§ WORK TO BE COMPLETED
Pick out every line in the entries below that contains the string "cloudy" and copy each of those lines in full. Case counts when matching.

§ INPUT RECORDS
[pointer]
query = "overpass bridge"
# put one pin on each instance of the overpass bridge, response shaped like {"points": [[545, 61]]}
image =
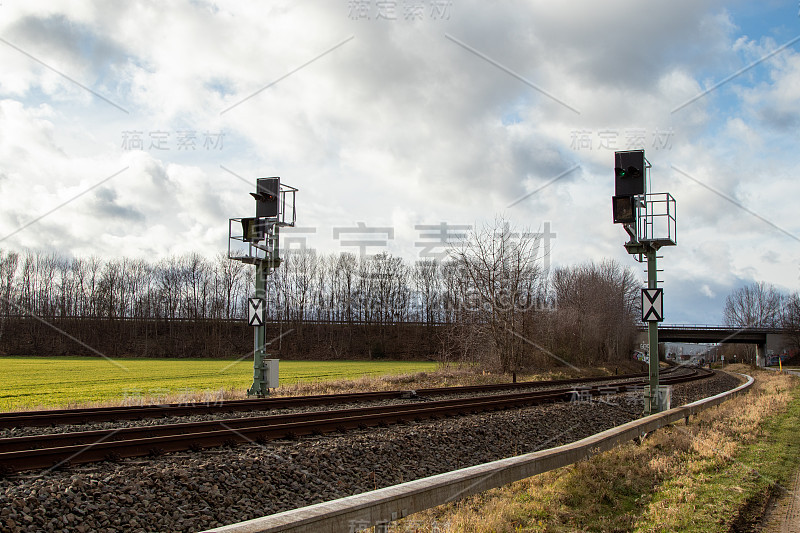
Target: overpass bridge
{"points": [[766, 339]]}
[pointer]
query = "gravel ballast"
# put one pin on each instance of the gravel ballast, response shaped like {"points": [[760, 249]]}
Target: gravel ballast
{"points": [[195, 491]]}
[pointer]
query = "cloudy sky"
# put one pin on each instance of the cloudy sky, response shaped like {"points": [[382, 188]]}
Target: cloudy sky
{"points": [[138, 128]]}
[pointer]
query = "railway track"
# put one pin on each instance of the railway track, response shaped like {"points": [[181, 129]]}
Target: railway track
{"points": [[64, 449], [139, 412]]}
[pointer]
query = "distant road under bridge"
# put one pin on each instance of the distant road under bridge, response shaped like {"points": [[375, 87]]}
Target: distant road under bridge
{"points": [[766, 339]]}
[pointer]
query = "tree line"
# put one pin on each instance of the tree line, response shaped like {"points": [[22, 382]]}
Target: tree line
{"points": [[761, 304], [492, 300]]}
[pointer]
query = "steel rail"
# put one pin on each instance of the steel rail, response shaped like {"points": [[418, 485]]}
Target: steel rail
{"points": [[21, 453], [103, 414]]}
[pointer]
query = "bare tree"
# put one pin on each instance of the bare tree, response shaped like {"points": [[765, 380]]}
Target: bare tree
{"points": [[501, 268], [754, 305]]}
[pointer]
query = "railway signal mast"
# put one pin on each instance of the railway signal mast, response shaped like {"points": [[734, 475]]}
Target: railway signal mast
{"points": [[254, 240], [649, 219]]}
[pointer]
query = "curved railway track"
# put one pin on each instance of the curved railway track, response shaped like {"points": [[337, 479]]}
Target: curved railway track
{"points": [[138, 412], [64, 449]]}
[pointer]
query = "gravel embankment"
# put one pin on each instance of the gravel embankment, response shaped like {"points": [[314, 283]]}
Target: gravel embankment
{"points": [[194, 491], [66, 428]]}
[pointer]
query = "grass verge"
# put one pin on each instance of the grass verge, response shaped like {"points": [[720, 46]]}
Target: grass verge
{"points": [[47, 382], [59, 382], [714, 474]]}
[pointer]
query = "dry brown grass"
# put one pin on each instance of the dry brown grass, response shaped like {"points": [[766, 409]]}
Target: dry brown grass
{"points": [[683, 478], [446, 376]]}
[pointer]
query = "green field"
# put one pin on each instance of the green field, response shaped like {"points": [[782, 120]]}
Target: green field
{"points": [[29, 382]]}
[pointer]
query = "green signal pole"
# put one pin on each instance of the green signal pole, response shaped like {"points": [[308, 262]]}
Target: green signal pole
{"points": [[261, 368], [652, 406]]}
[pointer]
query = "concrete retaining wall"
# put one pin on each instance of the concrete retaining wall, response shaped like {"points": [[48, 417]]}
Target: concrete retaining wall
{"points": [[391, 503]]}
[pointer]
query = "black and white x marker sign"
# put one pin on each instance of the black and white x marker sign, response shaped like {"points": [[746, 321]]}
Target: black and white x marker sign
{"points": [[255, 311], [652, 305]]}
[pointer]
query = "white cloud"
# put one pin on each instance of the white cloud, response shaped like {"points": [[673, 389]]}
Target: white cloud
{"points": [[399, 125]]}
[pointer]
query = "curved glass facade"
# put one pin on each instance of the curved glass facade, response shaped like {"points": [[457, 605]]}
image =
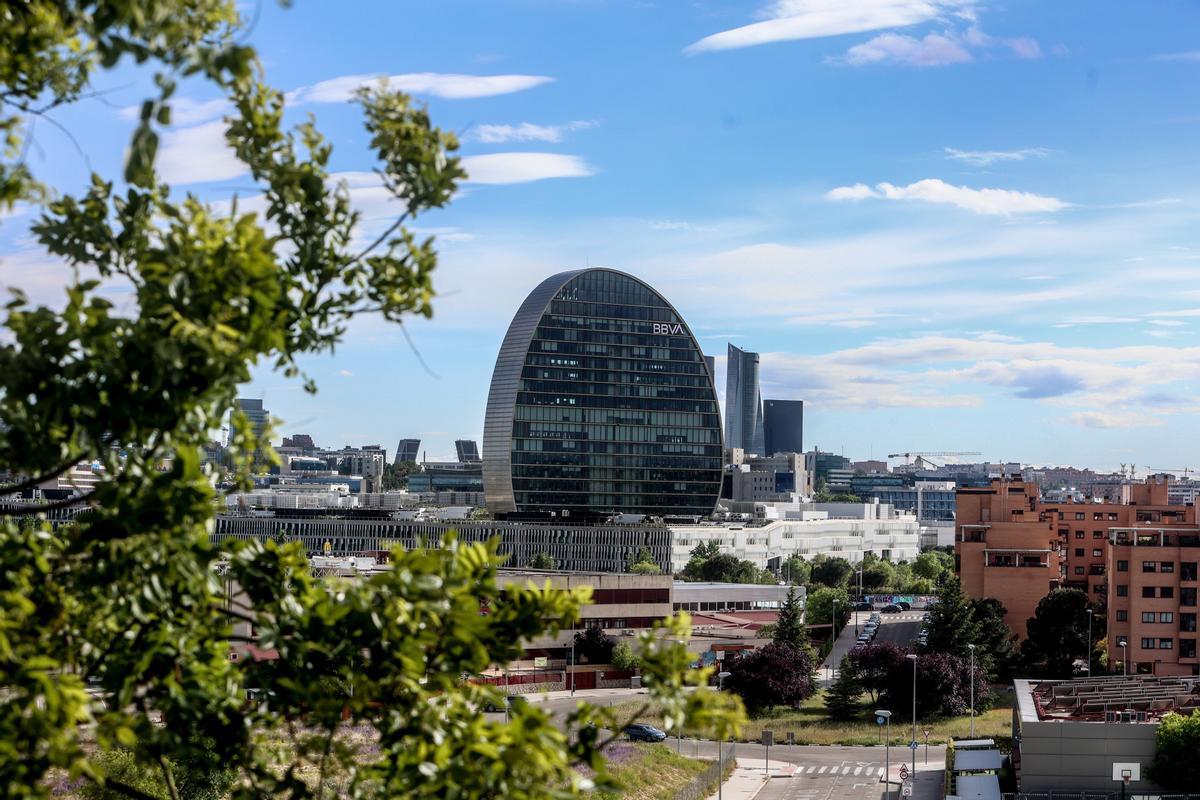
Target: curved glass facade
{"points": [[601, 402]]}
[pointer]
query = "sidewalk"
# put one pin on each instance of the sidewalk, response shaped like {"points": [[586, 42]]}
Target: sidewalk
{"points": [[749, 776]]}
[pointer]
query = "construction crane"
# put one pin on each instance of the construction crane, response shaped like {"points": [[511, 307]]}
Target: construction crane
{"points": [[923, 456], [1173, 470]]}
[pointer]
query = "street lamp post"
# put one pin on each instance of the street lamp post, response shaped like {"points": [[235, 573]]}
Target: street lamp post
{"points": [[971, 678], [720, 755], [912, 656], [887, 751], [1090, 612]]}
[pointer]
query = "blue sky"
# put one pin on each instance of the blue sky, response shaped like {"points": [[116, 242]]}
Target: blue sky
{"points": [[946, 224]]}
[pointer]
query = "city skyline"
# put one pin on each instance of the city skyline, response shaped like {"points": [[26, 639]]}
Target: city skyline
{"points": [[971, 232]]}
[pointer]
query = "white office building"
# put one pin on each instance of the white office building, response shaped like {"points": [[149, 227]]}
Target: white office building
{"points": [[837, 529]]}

§ WRITTEN ANSWER
query = "cloudy sky"
# put one pin on each instance of the cloudy sky, response shaped like {"points": [[382, 188]]}
Target: cloudy sky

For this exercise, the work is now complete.